▶ [Required work]: Copy the face detection text word for word, from "As the background" to "the aforementioned embodiments.".

▶ [Document text]:
####

A color (or grey-level) image with related depth information will be provided as input to the detector, that in turn will provided a list of any detected faces coordinates and size, if found.
First, to enable use of the specific detector built as above, the candidate input image (plus related depth information) to be analyzed by the detector is segmented in sub-plane images, depending of the depth area being detected through analysis of the depth information:
- Each pixel with a close depth are gathered as candidate "object", in a dedicated plane image, with "out-of-object pixel color" being applied to other pixels of that image. That image could be seen as a "slice" of the original image, containing a depth sliced part of it, with any other object being removed (or "paint" with the specific non-object color).
- For each depth slice having an object being detected (i.e. non empty slice image), then that image is pass to the detector, that in turn can detect if some face(s) are present in that objects plane.
As the background (and foreground) of any candidate object image is controlled in the same way than during the learning process, the detector is expected to retrieve faces with the same detection accuracy than during that learning & testing step. According to this particular embodiment, a very accurate and background invariant object detector is provided, which is also faster to train than with classical approach as its is requiring less training images. Naturally, the invention is not limited to the aforementioned embodiments.

####

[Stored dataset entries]
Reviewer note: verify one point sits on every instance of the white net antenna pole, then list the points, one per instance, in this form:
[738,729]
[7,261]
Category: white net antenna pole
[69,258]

####

▶ [Answer to the exercise]:
As the background (and foreground) of any candidate object image is controlled in the same way than during the learning process, the detector is expected to retrieve faces with the same detection accuracy than during that learning & testing step. According to this particular embodiment, a very accurate and background invariant object detector is provided, which is also faster to train than with classical approach as its is requiring less training images. Naturally, the invention is not limited to the aforementioned embodiments.